* **EXERCISE TASK**: Transcribe only the part of the listing below that begins at the line containing "# locate stack of" and runs to its final line, keeping both ends.

━━━━━ SUPPLIED DATA ━━━━━

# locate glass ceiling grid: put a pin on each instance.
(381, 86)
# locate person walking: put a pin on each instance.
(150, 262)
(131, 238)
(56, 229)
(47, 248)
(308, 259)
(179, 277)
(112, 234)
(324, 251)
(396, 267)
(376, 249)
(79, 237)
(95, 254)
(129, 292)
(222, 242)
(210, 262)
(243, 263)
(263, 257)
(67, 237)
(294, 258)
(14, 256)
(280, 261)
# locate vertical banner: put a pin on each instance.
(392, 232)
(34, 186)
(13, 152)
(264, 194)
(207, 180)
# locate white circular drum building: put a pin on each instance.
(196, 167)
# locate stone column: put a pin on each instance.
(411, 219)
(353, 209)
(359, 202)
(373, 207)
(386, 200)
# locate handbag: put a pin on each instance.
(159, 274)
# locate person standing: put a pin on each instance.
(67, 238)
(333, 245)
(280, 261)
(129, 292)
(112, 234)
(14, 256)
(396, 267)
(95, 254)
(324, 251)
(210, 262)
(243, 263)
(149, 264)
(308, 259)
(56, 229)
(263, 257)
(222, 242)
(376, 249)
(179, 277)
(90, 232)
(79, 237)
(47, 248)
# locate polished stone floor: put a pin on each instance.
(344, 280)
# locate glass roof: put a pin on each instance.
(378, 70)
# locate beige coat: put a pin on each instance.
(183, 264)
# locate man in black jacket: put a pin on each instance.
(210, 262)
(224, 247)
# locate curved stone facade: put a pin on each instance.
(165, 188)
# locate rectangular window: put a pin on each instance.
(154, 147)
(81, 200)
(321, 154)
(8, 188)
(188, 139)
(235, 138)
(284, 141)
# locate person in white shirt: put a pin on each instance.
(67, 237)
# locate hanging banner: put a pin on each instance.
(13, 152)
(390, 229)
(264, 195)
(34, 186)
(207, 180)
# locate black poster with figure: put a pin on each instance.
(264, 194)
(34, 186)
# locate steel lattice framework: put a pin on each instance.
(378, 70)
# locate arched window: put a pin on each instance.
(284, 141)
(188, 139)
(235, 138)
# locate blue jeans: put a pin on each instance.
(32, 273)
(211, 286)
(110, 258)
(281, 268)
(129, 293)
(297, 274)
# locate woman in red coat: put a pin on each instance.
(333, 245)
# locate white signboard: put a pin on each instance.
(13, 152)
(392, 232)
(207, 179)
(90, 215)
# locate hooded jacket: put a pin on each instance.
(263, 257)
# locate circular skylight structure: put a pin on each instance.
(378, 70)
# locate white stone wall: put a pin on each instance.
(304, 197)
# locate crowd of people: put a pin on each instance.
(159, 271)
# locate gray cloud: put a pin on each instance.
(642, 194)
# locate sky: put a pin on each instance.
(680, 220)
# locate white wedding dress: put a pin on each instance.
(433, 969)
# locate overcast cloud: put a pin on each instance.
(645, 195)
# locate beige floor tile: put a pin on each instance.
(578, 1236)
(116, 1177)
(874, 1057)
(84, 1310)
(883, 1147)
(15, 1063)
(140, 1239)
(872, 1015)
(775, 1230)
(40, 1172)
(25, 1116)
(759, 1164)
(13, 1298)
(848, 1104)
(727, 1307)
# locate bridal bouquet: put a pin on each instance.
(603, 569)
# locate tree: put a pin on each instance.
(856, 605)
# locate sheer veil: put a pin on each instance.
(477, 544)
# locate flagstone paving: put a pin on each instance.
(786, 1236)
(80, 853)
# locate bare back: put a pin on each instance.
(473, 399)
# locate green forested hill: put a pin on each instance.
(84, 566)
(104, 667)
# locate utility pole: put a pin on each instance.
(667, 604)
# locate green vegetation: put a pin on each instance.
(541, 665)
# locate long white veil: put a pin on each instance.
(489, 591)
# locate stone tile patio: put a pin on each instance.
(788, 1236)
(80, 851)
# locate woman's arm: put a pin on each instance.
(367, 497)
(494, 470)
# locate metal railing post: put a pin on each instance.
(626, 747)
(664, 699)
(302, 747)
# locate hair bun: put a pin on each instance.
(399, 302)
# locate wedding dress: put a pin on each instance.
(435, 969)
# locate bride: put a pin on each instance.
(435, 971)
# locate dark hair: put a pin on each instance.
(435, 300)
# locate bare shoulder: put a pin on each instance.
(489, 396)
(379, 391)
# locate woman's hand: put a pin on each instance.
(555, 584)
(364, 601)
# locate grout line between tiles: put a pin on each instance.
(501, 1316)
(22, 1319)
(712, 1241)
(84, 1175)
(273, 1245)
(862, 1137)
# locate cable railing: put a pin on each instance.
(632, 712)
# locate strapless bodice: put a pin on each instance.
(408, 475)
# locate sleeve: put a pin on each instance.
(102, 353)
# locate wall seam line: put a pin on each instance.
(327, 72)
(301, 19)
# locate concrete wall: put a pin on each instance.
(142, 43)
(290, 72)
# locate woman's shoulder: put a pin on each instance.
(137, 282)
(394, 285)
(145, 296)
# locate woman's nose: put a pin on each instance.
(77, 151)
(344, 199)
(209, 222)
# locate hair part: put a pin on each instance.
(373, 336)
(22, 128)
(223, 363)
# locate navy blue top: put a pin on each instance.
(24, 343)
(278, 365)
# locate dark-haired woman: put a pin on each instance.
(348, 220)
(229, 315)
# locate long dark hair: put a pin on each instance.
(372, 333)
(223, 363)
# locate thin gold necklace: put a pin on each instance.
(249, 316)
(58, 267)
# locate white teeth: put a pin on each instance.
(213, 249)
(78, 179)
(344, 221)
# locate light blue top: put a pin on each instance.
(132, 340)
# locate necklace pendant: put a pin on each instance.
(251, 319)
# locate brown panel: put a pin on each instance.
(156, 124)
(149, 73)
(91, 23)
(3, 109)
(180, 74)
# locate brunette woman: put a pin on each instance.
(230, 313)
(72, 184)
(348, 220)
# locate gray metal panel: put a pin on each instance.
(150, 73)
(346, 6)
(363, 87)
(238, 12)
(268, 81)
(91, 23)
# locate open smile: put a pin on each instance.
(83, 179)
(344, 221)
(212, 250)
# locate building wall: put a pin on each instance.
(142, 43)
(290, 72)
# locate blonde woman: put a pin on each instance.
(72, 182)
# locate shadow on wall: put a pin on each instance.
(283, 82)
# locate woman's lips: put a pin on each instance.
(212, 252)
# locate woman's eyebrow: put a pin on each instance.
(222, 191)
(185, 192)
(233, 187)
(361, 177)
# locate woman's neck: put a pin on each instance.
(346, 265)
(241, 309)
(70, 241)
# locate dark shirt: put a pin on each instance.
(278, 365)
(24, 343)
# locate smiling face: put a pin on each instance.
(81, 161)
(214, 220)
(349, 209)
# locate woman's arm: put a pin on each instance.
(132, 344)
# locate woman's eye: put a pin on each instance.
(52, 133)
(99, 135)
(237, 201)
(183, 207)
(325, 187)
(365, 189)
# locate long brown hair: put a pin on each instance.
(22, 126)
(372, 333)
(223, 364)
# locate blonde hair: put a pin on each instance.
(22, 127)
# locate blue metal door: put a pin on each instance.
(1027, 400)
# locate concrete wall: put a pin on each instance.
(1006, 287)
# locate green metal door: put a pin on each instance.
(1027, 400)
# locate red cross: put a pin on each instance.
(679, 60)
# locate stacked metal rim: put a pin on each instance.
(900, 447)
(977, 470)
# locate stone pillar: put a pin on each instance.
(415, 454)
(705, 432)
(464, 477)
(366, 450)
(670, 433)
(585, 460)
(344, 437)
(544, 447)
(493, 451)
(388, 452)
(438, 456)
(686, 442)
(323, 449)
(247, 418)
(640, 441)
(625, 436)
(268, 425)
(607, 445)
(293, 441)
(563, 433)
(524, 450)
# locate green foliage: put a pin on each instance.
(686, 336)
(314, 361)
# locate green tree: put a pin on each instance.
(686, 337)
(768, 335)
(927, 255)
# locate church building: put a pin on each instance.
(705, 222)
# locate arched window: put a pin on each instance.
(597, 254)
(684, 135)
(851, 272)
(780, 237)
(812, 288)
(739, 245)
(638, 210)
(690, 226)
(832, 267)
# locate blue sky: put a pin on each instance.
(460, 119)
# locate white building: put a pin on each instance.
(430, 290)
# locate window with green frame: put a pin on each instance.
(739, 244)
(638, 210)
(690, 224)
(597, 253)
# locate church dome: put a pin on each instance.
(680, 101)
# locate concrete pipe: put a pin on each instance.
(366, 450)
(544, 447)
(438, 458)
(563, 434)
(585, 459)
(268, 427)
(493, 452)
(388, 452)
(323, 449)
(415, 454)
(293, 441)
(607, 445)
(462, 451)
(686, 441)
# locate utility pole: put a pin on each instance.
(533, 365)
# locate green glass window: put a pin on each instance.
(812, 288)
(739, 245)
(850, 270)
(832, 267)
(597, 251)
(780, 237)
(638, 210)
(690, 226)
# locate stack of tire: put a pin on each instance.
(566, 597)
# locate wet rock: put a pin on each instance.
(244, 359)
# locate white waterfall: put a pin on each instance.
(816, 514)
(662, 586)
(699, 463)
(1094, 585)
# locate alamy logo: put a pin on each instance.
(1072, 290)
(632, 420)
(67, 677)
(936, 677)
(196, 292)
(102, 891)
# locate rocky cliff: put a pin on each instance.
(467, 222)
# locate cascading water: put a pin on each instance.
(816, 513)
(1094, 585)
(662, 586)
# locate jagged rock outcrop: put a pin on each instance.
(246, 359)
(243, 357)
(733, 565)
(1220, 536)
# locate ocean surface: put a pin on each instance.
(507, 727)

━━━━━

* **SOLUTION BELOW**:
# locate stack of tire: put a pin on each instance.
(566, 597)
# locate wet rock: put a pin on each instance.
(244, 359)
# locate white waterfall: put a pin on each instance.
(816, 514)
(662, 586)
(699, 463)
(1094, 585)
# locate alamy logo: put a pin on each instance.
(1072, 290)
(632, 420)
(67, 677)
(936, 677)
(196, 292)
(102, 891)
# locate rocky cliff: put a pin on each instance.
(467, 222)
# locate cascading water: put a pin on each instance.
(816, 513)
(1094, 585)
(662, 586)
# locate jagged rock outcrop: put a pin on each instance.
(246, 359)
(243, 357)
(733, 565)
(1220, 536)
# locate ocean surface: put a pin on each instance.
(507, 727)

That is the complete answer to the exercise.